**ASSIGNMENT**
Leaving out the pictures, write the following records exactly as they read.

* * * *

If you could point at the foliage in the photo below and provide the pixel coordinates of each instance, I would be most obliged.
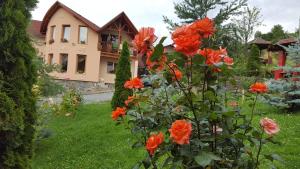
(190, 10)
(71, 100)
(123, 74)
(45, 83)
(254, 62)
(274, 35)
(17, 76)
(88, 141)
(285, 93)
(187, 101)
(115, 152)
(246, 23)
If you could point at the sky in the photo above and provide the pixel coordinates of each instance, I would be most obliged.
(149, 13)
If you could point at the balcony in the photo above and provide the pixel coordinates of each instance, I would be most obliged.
(113, 50)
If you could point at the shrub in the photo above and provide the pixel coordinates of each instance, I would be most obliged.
(17, 76)
(254, 61)
(123, 74)
(184, 119)
(71, 100)
(285, 92)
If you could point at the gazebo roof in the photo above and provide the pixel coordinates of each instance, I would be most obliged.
(260, 41)
(287, 41)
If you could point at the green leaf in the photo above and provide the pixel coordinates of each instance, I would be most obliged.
(229, 113)
(162, 40)
(167, 161)
(137, 166)
(273, 157)
(205, 158)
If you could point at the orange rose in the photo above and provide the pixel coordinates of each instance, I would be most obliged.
(270, 127)
(118, 112)
(233, 104)
(212, 56)
(258, 88)
(144, 39)
(186, 40)
(156, 65)
(228, 60)
(153, 142)
(129, 100)
(204, 26)
(177, 74)
(181, 131)
(135, 83)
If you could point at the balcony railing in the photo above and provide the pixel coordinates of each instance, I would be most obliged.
(113, 48)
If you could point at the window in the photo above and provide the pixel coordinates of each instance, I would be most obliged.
(66, 33)
(50, 59)
(83, 34)
(81, 59)
(52, 34)
(111, 67)
(63, 63)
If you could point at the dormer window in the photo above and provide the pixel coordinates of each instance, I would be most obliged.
(83, 31)
(66, 33)
(52, 34)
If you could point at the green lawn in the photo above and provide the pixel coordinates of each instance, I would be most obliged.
(89, 141)
(92, 141)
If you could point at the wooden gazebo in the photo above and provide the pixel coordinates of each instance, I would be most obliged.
(277, 47)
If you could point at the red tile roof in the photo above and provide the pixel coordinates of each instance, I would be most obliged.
(57, 5)
(286, 41)
(34, 29)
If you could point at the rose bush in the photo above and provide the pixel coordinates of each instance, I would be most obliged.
(185, 118)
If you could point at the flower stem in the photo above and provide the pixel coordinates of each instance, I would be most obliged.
(259, 150)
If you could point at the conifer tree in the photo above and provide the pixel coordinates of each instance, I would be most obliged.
(17, 76)
(123, 74)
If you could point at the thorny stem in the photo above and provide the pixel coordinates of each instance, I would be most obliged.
(145, 139)
(259, 150)
(189, 99)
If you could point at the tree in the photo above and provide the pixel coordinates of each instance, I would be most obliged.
(190, 10)
(254, 63)
(246, 24)
(274, 35)
(18, 74)
(123, 74)
(285, 93)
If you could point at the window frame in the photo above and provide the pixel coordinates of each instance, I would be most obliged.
(60, 62)
(50, 59)
(87, 35)
(77, 59)
(63, 34)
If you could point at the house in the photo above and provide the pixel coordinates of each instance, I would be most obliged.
(85, 52)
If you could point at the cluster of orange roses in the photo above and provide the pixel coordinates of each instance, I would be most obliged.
(187, 40)
(269, 126)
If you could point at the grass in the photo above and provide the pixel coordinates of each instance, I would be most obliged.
(89, 141)
(289, 135)
(92, 141)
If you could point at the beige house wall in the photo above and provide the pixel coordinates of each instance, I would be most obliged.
(73, 48)
(110, 77)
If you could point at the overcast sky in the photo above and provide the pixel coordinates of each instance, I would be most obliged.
(149, 12)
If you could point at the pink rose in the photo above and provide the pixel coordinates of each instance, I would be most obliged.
(270, 126)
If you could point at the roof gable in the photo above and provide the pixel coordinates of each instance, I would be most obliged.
(126, 24)
(53, 9)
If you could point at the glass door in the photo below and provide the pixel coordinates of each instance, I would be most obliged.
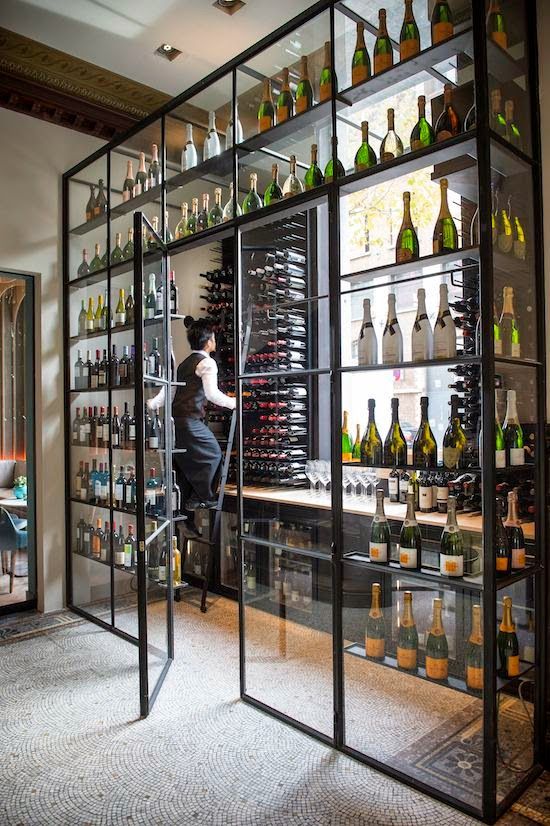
(153, 461)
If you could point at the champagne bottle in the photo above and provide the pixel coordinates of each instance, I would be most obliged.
(496, 25)
(454, 440)
(422, 134)
(380, 542)
(314, 176)
(189, 157)
(451, 551)
(329, 168)
(513, 432)
(445, 237)
(507, 643)
(365, 157)
(117, 255)
(442, 22)
(392, 145)
(367, 347)
(395, 446)
(375, 631)
(437, 647)
(266, 111)
(410, 539)
(292, 185)
(360, 64)
(252, 201)
(448, 123)
(327, 79)
(228, 210)
(383, 50)
(422, 333)
(406, 248)
(212, 146)
(347, 448)
(509, 329)
(392, 338)
(142, 182)
(407, 637)
(285, 101)
(512, 130)
(371, 443)
(444, 330)
(304, 91)
(474, 653)
(409, 39)
(424, 445)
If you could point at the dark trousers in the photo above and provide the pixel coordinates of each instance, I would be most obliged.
(198, 469)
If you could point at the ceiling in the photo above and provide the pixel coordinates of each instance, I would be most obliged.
(122, 35)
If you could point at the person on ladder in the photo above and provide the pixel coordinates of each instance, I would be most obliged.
(200, 466)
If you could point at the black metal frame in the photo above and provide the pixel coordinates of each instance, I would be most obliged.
(483, 139)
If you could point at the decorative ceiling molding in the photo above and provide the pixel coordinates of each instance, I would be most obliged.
(52, 85)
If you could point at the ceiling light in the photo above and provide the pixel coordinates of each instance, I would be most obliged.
(228, 6)
(168, 51)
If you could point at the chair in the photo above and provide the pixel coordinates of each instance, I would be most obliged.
(13, 538)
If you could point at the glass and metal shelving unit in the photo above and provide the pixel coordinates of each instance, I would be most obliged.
(433, 701)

* * * *

**PROBLEM SOLUTION**
If you could point at the foliage in the photo below and provide the pixel coordinates of each instance, I would be most obliged.
(190, 10)
(71, 100)
(123, 74)
(45, 83)
(254, 62)
(274, 35)
(17, 76)
(88, 141)
(285, 93)
(187, 101)
(115, 152)
(246, 23)
If you could point at the sky in the photo above and provide the pixel coordinates of each instance, I would be most obliged.
(149, 13)
If you could point at the balcony in the photo above and provide the pixel coordinates of each instance, I would be most obliged.
(113, 50)
If you could point at the shrub in the photo above and provide the pixel coordinates of each instance, I would be most obliged.
(17, 76)
(254, 61)
(123, 74)
(184, 119)
(71, 100)
(285, 92)
If you could point at the gazebo roof in the photo above and provide the pixel coordinates of each instance, I would be most obliged.
(260, 41)
(287, 41)
If you could point at the green leaf in the photo above and provide the pixel coordinates of each instance, I would be most obliged.
(229, 113)
(162, 40)
(167, 161)
(137, 166)
(273, 157)
(205, 158)
If you could point at the orange rose in the photo above and provide the pixel coordinates of each instance, I would be most obliged.
(270, 127)
(118, 112)
(233, 104)
(212, 56)
(258, 88)
(144, 39)
(186, 40)
(156, 65)
(228, 60)
(153, 142)
(129, 100)
(204, 26)
(177, 74)
(181, 131)
(135, 83)
If you could point at the balcony railing in the photo above and provide the pixel coordinates of each instance, I would be most obliged.
(113, 48)
If you could point at the window in the photo above and provide the pixel coordinates of each instance, I would be most obliged.
(66, 33)
(50, 59)
(83, 34)
(81, 59)
(52, 34)
(111, 67)
(63, 63)
If you could point at the dormer window in the photo above and provide the pixel coordinates of each instance, I would be most obliged.
(83, 31)
(66, 33)
(52, 34)
If you could point at the green lawn in the photo above and provide the pixel coordinates of each instance, I would be most obliged.
(89, 141)
(92, 141)
If you could point at the wooden gazebo in the photo above and provide the pixel coordinates of each instance, I would be most obliged.
(277, 47)
If you could point at the red tile roof in the photo above and provide the pixel coordinates of each instance, I would be most obliged.
(57, 5)
(286, 41)
(34, 29)
If you could point at the rose bush in the photo above and provide the pixel coordinates of each instance, I would be most obliged.
(185, 118)
If you could point at the flower stem in the photo above and provide the pixel coordinates of each instance, I would be most obliged.
(259, 150)
If you could point at the conifer tree in the photo above and provide the pixel coordinates of each instance, I would be most obliged.
(17, 76)
(123, 74)
If you could point at the thorny stem in the photo above and provide the pixel coordinates of each instance, I would be most obliged.
(145, 139)
(259, 150)
(189, 99)
If you could point at the tree in the photo above and provide the pixel coordinates of each instance, I would be most obliged.
(190, 10)
(254, 63)
(246, 24)
(274, 35)
(18, 74)
(123, 74)
(285, 93)
If you could point at the window frame in the photo above and provide the pixel coordinates of each instance, I would be most obliged.
(60, 62)
(50, 59)
(87, 35)
(77, 59)
(63, 34)
If you could point at the house in the photo above and provide the pixel coordinates of each instance, I would be most obliged.
(85, 52)
If you could point at the cluster of orange roses in the photo above and provide the pixel coordinates of each instance, I would be most obliged.
(187, 40)
(269, 126)
If you could point at the grass in the photo above and provide the pixel coordinates of each instance, I would be most obliged.
(89, 141)
(289, 135)
(92, 141)
If you could point at the beige house wall in the photo above and provide the pixel coordinates of each instance, I would be most obliged.
(73, 48)
(110, 77)
If you could point at the overcast sky in the photo above and provide the pixel coordinates of each instance, I would be most obliged.
(149, 12)
If you could point at the pink rose in the photo above and provide the pixel coordinates of each instance, I would be most obliged.
(270, 126)
If you could point at the roof gable in the photo above and provide the pixel coordinates of each instance, I would be most obliged.
(126, 24)
(53, 9)
If you could point at the glass door in the photo below and provide the pixel coordinates of each instance, I would be most obliged.
(153, 461)
If you could point at the champagne bottle in the photo above and provide the pixel coordinates of each instance, I would be most obliged.
(496, 25)
(454, 440)
(422, 134)
(380, 542)
(314, 176)
(189, 157)
(451, 551)
(329, 168)
(513, 432)
(445, 237)
(507, 643)
(365, 157)
(117, 255)
(442, 22)
(392, 145)
(367, 347)
(395, 446)
(375, 631)
(437, 647)
(266, 111)
(410, 539)
(292, 185)
(360, 64)
(252, 201)
(448, 123)
(327, 79)
(228, 210)
(383, 50)
(422, 333)
(406, 248)
(212, 146)
(347, 448)
(509, 329)
(392, 338)
(142, 182)
(407, 637)
(285, 101)
(512, 130)
(371, 443)
(444, 330)
(304, 91)
(474, 653)
(409, 39)
(424, 445)
If you could point at the dark trousers in the photo above and provide the pixel coordinates of each instance, I would be most obliged.
(198, 469)
If you could point at the ceiling in the photo above and provide the pixel coordinates of each instance, I would be most obliged.
(122, 35)
If you could point at the person on ladder in the photo above and provide the pixel coordinates of each instance, I would be most obliged.
(200, 466)
If you could point at the black metal frame in the photo above and provide the pixel coordinates of each instance, I would be most obliged.
(483, 139)
If you could point at the decorative ceiling molding in the photo above and provide the pixel coordinates of each instance, I would be most obliged.
(52, 85)
If you could point at the ceiling light in the photo above and provide the pixel coordinates of each instance, I would be most obliged.
(228, 6)
(168, 51)
If you could point at the chair in the photo above and provide the pixel coordinates of each instance, I would be most obliged.
(13, 538)
If you could point at the glass and metal shelving unit in the photo above and provide the pixel coordinates of each instance, I would be most obliged.
(433, 701)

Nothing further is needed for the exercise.